* **Passage to read**

»»

The BALANCE of NATURE

Part 1

The Balance of Nature. It’s not a phrase I hear used very much these days, though one hears plenty about balance of power, or balanced economy.

I remember a casual remark by one of my school teachers a great many years ago, saying that if we interfere with the balance of nature, there will be repercussions elsewhere.

I imagined he was talking about some exotic jungle on the other side of the planet – and that environmental abuse and disasters happened elsewhere, (not to me). I was mildly curious and concerned, but didn’t give it very deep thought, except to note that it was pretty obvious.

Now, with maturity, I see that I am inextricably and intimately involved in this balance: a part of the ever-shifting movement of life. And I realise also, of course, that I am inextricably caught up with the terrible environmental destruction and suffering continually increasing throughout the world, not in some far-flung forest in some god-forsaken land, but all around us right here, now.

... from a Linda Gordon performance with beach litter

It is difficult to miss the more uncomfortable facts of life these days, and there are plenty of opinions as to the causes of it all.

Myself, I take the view that generally speaking, most human beings have become obsessed with outer material gains, intellectual thinking and technological advancement. So much so, that we seem to have lost touch with our inner needs, and intuitive awareness of our interconnection with other life forms. A dangerously unbalanced state.

Fortunately, this is not the whole story.  Around the world, there is a massively-growing understanding that in fact, life is all one. There is no real separation.


Here is the first of two superb books that I acquired towards the end of last year. Both of them make a truly valuable contribution towards restoring equilibrium and regaining a proper, respectful relationship with the living world around us.

I call them ‘my two tree books’, because I am still so enjoying dipping in and out of them that I keep them by my bed, in order to re-read sections that particularly resonate.

For today, I’ll just stick with this one: Peter Wohlleben’s ‘The Hidden Life of Trees – What They Feel, How They Communicate’, an international bestseller, published last year by Greystone Books, that has greatly increased my understanding and appreciation of trees and the important part they play in the world. As a non-scientist, without a background in natural history nor a particularly good memory for facts and figures, I am completely in awe of what I have learned from this book about the lives of trees.  (Of course, I have also learned much from my own quiet wanderings in the woods).

««

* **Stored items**
»»

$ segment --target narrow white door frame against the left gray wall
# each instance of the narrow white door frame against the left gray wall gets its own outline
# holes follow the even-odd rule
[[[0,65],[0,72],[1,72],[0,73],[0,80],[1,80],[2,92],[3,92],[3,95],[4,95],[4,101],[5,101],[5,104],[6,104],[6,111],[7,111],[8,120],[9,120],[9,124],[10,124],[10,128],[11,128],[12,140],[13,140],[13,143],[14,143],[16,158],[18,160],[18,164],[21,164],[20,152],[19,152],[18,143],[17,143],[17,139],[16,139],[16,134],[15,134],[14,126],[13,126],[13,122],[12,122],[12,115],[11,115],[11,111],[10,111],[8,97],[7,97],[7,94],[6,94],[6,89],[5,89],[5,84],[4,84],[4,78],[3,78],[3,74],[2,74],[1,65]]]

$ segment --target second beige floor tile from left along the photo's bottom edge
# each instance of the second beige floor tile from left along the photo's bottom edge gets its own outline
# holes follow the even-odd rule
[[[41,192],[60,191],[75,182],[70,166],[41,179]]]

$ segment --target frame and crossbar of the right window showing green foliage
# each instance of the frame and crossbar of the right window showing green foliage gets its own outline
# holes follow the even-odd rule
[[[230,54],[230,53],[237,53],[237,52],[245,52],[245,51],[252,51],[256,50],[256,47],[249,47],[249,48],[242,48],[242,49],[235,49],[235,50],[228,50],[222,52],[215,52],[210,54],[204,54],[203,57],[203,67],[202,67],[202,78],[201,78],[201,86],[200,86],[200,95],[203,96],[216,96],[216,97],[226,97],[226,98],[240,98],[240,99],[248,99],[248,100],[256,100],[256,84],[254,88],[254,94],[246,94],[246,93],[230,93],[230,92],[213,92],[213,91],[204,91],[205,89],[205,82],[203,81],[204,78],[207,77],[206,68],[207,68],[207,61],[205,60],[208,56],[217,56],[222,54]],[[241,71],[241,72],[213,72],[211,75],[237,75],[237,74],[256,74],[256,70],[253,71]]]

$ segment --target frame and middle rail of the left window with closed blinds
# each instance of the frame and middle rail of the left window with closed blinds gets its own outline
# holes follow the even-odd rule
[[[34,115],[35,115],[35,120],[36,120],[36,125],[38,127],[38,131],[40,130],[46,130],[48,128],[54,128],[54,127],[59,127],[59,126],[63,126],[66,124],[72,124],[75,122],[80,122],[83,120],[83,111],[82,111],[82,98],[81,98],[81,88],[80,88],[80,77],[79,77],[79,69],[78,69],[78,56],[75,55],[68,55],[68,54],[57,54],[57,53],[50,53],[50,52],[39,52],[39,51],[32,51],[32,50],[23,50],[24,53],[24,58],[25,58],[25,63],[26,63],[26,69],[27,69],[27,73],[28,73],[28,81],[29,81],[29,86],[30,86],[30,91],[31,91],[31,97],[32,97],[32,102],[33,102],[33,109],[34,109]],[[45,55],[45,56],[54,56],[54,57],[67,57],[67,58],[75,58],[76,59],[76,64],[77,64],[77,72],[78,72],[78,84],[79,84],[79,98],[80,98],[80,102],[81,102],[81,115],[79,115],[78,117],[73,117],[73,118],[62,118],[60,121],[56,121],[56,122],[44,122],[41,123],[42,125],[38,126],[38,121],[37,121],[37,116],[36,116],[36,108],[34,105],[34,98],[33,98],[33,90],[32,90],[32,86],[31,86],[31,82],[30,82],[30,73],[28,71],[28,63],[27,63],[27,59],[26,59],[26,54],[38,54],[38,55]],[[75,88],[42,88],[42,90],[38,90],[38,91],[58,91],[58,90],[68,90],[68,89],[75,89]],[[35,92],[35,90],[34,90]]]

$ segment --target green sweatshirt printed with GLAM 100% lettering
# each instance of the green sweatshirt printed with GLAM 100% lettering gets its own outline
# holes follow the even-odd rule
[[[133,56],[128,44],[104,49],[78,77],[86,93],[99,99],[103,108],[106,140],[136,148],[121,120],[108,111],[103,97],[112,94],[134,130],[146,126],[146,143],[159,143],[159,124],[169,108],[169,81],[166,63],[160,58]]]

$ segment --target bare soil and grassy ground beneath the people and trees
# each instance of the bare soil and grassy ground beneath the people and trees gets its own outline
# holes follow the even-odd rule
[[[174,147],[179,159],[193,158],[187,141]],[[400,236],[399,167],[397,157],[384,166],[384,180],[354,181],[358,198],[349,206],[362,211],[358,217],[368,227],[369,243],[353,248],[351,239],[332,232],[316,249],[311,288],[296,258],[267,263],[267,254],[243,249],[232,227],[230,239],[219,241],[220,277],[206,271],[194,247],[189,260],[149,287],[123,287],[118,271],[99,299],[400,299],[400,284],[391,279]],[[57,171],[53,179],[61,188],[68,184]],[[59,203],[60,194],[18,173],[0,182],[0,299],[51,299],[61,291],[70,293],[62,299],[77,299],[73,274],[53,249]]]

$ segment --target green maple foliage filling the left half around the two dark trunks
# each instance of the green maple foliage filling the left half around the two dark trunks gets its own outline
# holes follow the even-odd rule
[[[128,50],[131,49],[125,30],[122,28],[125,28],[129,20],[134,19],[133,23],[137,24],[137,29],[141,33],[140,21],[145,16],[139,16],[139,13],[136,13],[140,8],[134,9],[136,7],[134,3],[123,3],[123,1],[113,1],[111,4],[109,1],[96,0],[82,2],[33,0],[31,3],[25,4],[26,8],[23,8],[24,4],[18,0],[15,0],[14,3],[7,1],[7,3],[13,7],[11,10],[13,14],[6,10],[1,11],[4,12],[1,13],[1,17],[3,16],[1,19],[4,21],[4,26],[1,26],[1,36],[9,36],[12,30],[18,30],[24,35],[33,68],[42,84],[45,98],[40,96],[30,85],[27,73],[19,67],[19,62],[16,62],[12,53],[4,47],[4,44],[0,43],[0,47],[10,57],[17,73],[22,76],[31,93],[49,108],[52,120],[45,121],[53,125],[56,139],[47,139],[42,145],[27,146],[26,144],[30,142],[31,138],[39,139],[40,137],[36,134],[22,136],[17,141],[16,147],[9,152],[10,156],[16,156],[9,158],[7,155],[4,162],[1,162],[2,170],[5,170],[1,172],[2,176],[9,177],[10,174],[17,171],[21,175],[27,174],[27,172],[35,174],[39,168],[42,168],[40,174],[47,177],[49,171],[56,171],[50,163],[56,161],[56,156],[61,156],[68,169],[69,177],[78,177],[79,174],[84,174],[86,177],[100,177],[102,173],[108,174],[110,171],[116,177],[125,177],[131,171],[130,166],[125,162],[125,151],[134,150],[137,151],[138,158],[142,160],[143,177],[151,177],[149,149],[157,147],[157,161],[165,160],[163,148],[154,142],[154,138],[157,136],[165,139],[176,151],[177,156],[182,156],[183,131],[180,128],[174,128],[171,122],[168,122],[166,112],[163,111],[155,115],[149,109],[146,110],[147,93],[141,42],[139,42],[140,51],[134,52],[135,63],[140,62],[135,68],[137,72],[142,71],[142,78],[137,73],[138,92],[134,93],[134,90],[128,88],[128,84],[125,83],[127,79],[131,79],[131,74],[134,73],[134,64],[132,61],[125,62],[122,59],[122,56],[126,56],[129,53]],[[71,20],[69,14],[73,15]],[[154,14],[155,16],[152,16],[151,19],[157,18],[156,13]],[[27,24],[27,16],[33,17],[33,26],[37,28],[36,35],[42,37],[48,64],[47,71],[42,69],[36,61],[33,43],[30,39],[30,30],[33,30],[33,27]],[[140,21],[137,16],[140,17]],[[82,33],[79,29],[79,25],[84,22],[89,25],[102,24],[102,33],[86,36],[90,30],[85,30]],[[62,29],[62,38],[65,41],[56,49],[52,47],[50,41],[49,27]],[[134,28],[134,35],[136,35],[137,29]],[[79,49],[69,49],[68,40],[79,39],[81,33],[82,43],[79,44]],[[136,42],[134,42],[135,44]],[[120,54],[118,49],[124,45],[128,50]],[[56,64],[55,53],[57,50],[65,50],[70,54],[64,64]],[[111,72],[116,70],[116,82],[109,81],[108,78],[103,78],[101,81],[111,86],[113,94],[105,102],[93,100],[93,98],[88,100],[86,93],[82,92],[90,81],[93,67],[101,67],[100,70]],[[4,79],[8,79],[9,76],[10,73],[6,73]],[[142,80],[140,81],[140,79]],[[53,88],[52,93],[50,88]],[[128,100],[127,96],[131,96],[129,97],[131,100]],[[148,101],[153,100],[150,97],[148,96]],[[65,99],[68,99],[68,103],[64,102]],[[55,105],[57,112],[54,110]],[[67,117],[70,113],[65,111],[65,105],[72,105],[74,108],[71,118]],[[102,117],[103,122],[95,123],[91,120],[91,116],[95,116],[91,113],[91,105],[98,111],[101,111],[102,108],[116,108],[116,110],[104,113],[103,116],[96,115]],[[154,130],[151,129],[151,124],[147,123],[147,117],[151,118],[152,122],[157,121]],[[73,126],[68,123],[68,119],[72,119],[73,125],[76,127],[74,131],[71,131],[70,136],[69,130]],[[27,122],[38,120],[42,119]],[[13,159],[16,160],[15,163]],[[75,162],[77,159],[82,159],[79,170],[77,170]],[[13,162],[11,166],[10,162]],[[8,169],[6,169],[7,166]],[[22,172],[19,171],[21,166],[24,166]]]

««

* **Questions on the material**
#1 Which publisher issued the tree book named in the balance-of-nature essay?
#2 Using the balance-of-nature essay, explain why the writer keeps the two tree books by the bed.
#3 Write out the passage of the balance-of-nature essay from "I remember a" to "was pretty obvious.".
Rely only on the balance-of-nature essay.

* **List of answers**
#1 Greystone Books.

#2 The writer still enjoys dipping in and out of them. Keeping them by the bed makes it possible to re-read sections that particularly resonate.

#3
I remember a casual remark by one of my school teachers a great many years ago, saying that if we interfere with the balance of nature, there will be repercussions elsewhere.

I imagined he was talking about some exotic jungle on the other side of the planet – and that environmental abuse and disasters happened elsewhere, (not to me). I was mildly curious and concerned, but didn’t give it very deep thought, except to note that it was pretty obvious.